[Task requirements]
Please rewrite the lines below, swapping every "Target" for "Label" and leaving everything else as it is.

[Data in this exercise]
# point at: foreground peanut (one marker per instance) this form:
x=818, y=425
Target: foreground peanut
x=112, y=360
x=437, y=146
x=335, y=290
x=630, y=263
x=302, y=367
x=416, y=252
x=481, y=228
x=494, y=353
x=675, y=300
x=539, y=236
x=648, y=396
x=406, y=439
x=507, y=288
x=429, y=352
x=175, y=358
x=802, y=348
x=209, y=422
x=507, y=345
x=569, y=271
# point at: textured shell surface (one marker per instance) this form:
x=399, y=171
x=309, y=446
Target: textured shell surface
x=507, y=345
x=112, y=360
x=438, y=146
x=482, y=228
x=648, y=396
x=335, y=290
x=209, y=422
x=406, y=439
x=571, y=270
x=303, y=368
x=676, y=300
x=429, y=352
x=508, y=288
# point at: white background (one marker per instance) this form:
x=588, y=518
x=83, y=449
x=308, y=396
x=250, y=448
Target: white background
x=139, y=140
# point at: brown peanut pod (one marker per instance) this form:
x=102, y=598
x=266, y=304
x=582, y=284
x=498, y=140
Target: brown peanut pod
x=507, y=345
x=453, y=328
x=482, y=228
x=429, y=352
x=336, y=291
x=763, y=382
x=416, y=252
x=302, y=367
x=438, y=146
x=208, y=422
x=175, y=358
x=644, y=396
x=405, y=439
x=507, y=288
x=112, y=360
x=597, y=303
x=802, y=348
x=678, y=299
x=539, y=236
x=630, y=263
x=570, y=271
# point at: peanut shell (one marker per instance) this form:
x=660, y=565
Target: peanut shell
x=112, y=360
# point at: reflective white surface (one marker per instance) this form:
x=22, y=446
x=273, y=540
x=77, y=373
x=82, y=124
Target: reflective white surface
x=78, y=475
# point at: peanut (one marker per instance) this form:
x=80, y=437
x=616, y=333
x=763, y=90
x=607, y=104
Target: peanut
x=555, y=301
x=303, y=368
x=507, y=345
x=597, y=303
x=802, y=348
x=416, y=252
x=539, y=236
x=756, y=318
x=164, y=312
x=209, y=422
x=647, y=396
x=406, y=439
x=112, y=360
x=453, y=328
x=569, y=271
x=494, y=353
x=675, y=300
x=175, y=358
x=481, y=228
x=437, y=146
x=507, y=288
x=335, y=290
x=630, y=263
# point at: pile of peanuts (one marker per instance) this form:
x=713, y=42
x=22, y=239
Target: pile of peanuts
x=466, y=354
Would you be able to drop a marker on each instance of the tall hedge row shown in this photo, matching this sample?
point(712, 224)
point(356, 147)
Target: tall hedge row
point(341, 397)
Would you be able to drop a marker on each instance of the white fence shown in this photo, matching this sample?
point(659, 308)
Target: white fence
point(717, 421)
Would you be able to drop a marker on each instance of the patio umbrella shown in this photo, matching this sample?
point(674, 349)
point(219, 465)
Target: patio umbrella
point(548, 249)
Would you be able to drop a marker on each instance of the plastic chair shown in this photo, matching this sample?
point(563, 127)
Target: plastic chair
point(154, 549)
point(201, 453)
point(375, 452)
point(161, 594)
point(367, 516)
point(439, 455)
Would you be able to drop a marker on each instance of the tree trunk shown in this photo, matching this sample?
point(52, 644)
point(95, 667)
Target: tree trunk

[Correct response]
# point at: foreground peanut (one marker per instance) this form:
x=818, y=425
Label: foreground peanut
x=112, y=360
x=437, y=146
x=335, y=290
x=630, y=263
x=302, y=367
x=416, y=252
x=481, y=228
x=494, y=353
x=675, y=300
x=539, y=236
x=648, y=396
x=406, y=439
x=507, y=288
x=429, y=352
x=175, y=358
x=802, y=348
x=209, y=422
x=507, y=345
x=569, y=271
# point at: textured shell surface (one marker per instance) this form:
x=399, y=171
x=309, y=446
Label: textured shell surface
x=507, y=345
x=112, y=360
x=438, y=146
x=482, y=228
x=648, y=396
x=335, y=290
x=209, y=422
x=406, y=439
x=571, y=270
x=303, y=368
x=676, y=300
x=429, y=352
x=508, y=288
# point at: white background (one marker per instance) this form:
x=588, y=518
x=83, y=449
x=308, y=396
x=250, y=448
Label: white background
x=139, y=140
# point at: brown peanut pod (one marker per instance) this form:
x=102, y=598
x=266, y=304
x=582, y=284
x=498, y=140
Label: brown peanut pod
x=507, y=345
x=453, y=328
x=482, y=228
x=429, y=352
x=336, y=291
x=763, y=382
x=416, y=252
x=302, y=367
x=438, y=146
x=208, y=422
x=175, y=358
x=644, y=396
x=405, y=439
x=507, y=288
x=112, y=360
x=597, y=303
x=802, y=348
x=678, y=299
x=539, y=236
x=630, y=263
x=570, y=271
# point at: peanut shell (one marker per instance) this form:
x=660, y=565
Label: peanut shell
x=112, y=360
# point at: reflective white surface (one marker per instance) this form:
x=22, y=446
x=273, y=540
x=77, y=373
x=82, y=124
Label: reflective white surface
x=78, y=475
# point at: peanut (one marker per instance) this form:
x=80, y=437
x=616, y=333
x=763, y=90
x=607, y=104
Label: peanut
x=555, y=301
x=303, y=368
x=507, y=345
x=597, y=303
x=802, y=348
x=416, y=252
x=539, y=236
x=756, y=318
x=164, y=312
x=209, y=422
x=647, y=396
x=406, y=439
x=112, y=360
x=453, y=328
x=569, y=271
x=494, y=353
x=675, y=300
x=175, y=358
x=481, y=228
x=437, y=146
x=507, y=288
x=335, y=290
x=630, y=263
# point at: pile of peanuts (one marker per instance) this form:
x=713, y=42
x=22, y=239
Label: pile of peanuts
x=466, y=354
Would you be able to drop a marker on each instance of the tall hedge row shown in this photo, matching this sample?
point(712, 224)
point(356, 147)
Label: tall hedge row
point(341, 397)
Would you be able to drop a marker on each instance of the white fence shown in this photo, matching this sample?
point(659, 308)
Label: white fence
point(717, 421)
Would you be able to drop a marker on each instance of the patio umbrella shown in this photo, matching this sample?
point(674, 349)
point(219, 465)
Label: patio umbrella
point(548, 249)
Would you be able to drop a marker on each instance of the plastic chair shown in this photo, matching this sample?
point(563, 127)
Label: plastic chair
point(154, 549)
point(201, 453)
point(375, 452)
point(161, 594)
point(367, 516)
point(439, 455)
Would you be able to drop a marker on each instance of the tree trunk shown in this photo, matching this sample?
point(52, 644)
point(95, 667)
Label: tree trunk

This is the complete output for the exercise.